Les Questions de la vie

Un article de Wikipédia, l'encyclopédie libre.

Les Questions de la vie (en russe : Вопросы жизни) est un article sur la pédagogie écrit par Nikolaï Ivanovitch Pirogov en 1856.

Contexte[modifier | modifier le code]

Un intérêt croissant pour la question scolaire[modifier | modifier le code]

L’article parut en juillet 1856 dans le numéro 9 du Recueil de la Marine (Морской Сборник), au milieu d’un débat lancé par la revue au début de l’année. Nikolaï Pirogov s’inscrit dans le sillage de Vladimir Dahl qui insistait sur les principes dirigeant l’enseignement : le maître « devait s'efforcer d'être lui-même tel qu'il désirait que ses élèves devinssent » (Sur l’éducation, 1856)[1].

Grand anesthésiste et chirurgien reconnu, il avait été familier des universités allemandes où il a d’abord étudié puis enseigné. C’est une des raisons qui lui font porter un regard critique sur le système russe.

Malgré des volontés de réformes d’un système éducatif très mal organisé dès le début du dix-neuvième siècle, l’instruction publique était restée très dépendante de l’Etat – même les universités n’avaient pas d’autonomie – et très inégalitaire. La politique autocratique forte de Nicolas Ier a arrêté les premières tentatives de réformes du début du siècle, alors qu’en parallèle, le renforcement de la distinction des classes sociales s’accompagnait de la diffusion de l’opinion commune qui voulait que chacun restât à sa place, et de ce fait, qu’on ne mêlât pas les différentes couches de la population à l’école. Payant, de nombreux établissements étaient en outre fermés aux enfants du peuple, encore plus à ceux des serfs, sans parler de l’éducation des filles, très peu développée.

Le temps des grandes réformes d’Alexandre II de Russie[modifier | modifier le code]

Il faut noter que cet article parait avant le début des grandes réformes libérales d’Alexandre II, dans lesquelles s’inscrit notamment la primordiale abolition du servage de mars 1861. Les idées de Pirogov sont, avec celles d’intellectuels comme Konstantin Oushinsky ou Léon Tolstoï, à la base du Statut des Universités, signé par le tsar le . En 1869 s’ouvrent les premiers établissements d’enseignement supérieur pour femmes, leur offrant une formation générale. Elles doivent tout de même se contenter de ces établissements spécialisés.

Cet article fait office de précurseur dans ce débat, car il faut savoir que la censure était très forte sous Nicolas Ier, et son décès en 1855 ouvre alors la possibilité de telles publications.

Présentation[modifier | modifier le code]

Dans cet article, Pirogov analyse les problèmes fondamentaux de l’éducation russe. Il démontre l’absurdité d’une éducation différenciée selon les couches sociales et le fossé creusé entre l’école, ce qu’on y enseigne et y présente, et la vie. Le problème central posé se résume par cette citation : « les bases les plus essentielles de notre éducation se trouvent en complet désaccord avec la direction que suit la société » [2].

◇ ◇ ◇ ◇ ◇

→ **Exercice écrit 1**
Citez l'extrait à l'identique, en partant des mots « Un article de » et en vous arrêtant après « le système russe. ».
L'extrait et les enregistrements n'ont aucun lien entre eux.

◇ ◇ ◇ ◇ ◇

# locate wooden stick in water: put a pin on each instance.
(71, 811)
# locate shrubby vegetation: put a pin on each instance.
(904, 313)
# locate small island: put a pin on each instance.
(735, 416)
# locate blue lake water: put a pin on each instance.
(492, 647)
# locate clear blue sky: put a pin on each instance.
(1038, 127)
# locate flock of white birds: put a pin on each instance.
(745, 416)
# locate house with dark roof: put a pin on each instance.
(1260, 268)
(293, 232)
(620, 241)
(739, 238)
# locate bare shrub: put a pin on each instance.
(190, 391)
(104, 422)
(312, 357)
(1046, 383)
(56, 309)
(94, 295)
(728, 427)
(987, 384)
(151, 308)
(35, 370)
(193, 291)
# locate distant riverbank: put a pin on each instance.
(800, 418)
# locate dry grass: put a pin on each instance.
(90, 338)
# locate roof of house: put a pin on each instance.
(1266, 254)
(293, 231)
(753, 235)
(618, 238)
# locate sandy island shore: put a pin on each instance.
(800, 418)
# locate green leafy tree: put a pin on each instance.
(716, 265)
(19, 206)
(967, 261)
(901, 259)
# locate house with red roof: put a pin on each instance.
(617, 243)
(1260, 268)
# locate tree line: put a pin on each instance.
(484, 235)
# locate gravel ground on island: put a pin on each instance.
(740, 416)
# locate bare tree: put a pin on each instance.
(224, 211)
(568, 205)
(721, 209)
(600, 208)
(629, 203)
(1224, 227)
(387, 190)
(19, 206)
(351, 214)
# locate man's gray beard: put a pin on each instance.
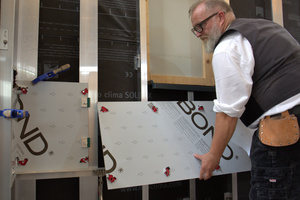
(209, 45)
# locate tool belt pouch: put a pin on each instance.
(279, 131)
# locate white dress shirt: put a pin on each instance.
(233, 65)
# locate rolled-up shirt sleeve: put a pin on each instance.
(233, 65)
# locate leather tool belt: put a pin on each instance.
(280, 130)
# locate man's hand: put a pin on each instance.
(209, 163)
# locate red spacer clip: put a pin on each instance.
(167, 171)
(103, 109)
(111, 178)
(24, 90)
(84, 160)
(22, 162)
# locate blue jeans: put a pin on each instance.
(275, 172)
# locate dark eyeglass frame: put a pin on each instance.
(198, 27)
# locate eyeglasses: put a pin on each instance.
(198, 27)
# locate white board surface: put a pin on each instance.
(51, 138)
(139, 143)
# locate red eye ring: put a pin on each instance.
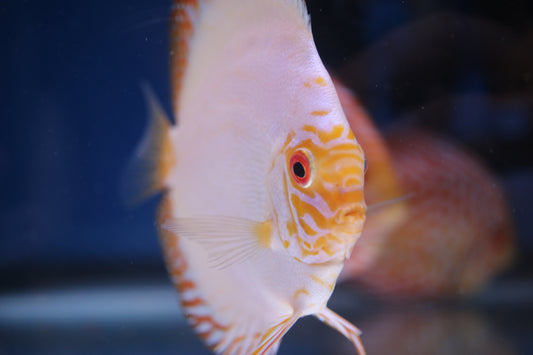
(300, 168)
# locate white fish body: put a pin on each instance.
(252, 241)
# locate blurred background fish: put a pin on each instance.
(80, 274)
(441, 225)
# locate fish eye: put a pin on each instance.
(300, 168)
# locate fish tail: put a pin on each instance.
(149, 167)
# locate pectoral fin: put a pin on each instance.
(228, 240)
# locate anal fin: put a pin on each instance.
(342, 326)
(272, 337)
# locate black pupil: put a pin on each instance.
(298, 170)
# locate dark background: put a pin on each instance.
(72, 112)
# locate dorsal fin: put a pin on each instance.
(186, 16)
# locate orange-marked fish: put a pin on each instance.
(452, 233)
(262, 176)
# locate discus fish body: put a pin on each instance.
(263, 177)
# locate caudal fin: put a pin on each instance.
(149, 167)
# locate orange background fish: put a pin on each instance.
(451, 233)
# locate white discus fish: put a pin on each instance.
(263, 177)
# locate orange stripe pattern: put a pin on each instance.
(326, 216)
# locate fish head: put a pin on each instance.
(323, 176)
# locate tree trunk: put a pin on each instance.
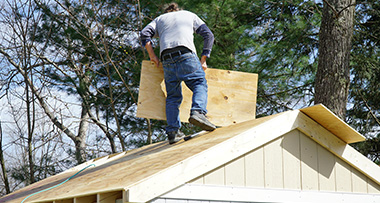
(2, 161)
(80, 140)
(333, 75)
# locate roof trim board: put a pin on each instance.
(194, 166)
(333, 123)
(203, 155)
(247, 141)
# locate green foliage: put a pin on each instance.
(364, 97)
(276, 39)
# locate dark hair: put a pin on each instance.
(171, 7)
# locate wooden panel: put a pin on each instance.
(373, 188)
(254, 168)
(215, 177)
(291, 159)
(199, 180)
(110, 197)
(273, 164)
(326, 169)
(64, 201)
(309, 164)
(343, 176)
(86, 199)
(231, 95)
(332, 123)
(235, 173)
(338, 147)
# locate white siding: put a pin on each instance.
(293, 162)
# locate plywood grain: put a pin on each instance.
(231, 95)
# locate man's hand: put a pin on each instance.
(151, 53)
(203, 62)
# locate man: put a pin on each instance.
(175, 29)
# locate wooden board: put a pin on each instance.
(231, 95)
(333, 123)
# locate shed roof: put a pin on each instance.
(148, 172)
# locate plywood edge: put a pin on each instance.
(98, 196)
(333, 123)
(205, 161)
(338, 147)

◇ ◇ ◇ ◇ ◇

→ **Exercice écrit 2**
Reproduisez sans modification les lignes des enregistrements, en commençant à la ligne qui contient « # locate shed » et en vous arrêtant après la dernière ligne des enregistrements.

→ **Réponse complète 1**
Un article de Wikipédia, l'encyclopédie libre.

Les Questions de la vie (en russe : Вопросы жизни) est un article sur la pédagogie écrit par Nikolaï Ivanovitch Pirogov en 1856.

Contexte[modifier | modifier le code]

Un intérêt croissant pour la question scolaire[modifier | modifier le code]

L’article parut en juillet 1856 dans le numéro 9 du Recueil de la Marine (Морской Сборник), au milieu d’un débat lancé par la revue au début de l’année. Nikolaï Pirogov s’inscrit dans le sillage de Vladimir Dahl qui insistait sur les principes dirigeant l’enseignement : le maître « devait s'efforcer d'être lui-même tel qu'il désirait que ses élèves devinssent » (Sur l’éducation, 1856)[1].

Grand anesthésiste et chirurgien reconnu, il avait été familier des universités allemandes où il a d’abord étudié puis enseigné. C’est une des raisons qui lui font porter un regard critique sur le système russe.

→ **Réponse complète 2**
# locate shed roof: put a pin on each instance.
(148, 172)
# locate plywood edge: put a pin on each instance.
(98, 196)
(333, 123)
(205, 161)
(338, 147)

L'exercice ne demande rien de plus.